[Image object location listing]
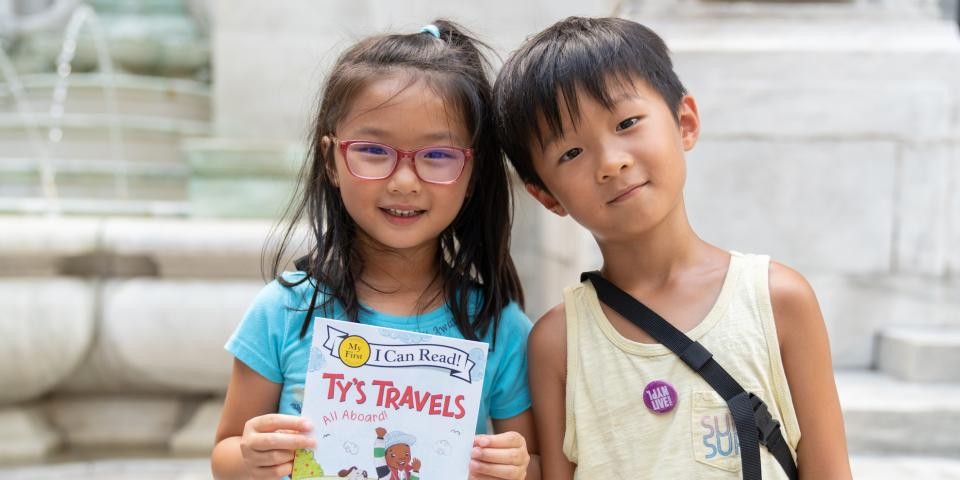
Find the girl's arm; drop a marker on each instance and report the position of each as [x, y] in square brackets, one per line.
[252, 441]
[805, 349]
[547, 353]
[510, 454]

### GIVEN INSTRUCTION
Express the listing above as a two-column CSV with the columns "request" and "answer", one row per entry. Put each entry's text and its answer in their own quoted fields, replace line breaks with spaces, and leave out the pictures.

### WRITTEN SOLUTION
request,answer
"Find the girl's arm; drop a marker on each instance and report the position of each as [x, y] in square brackets, one per line.","[252, 441] [805, 349] [547, 353] [510, 454]"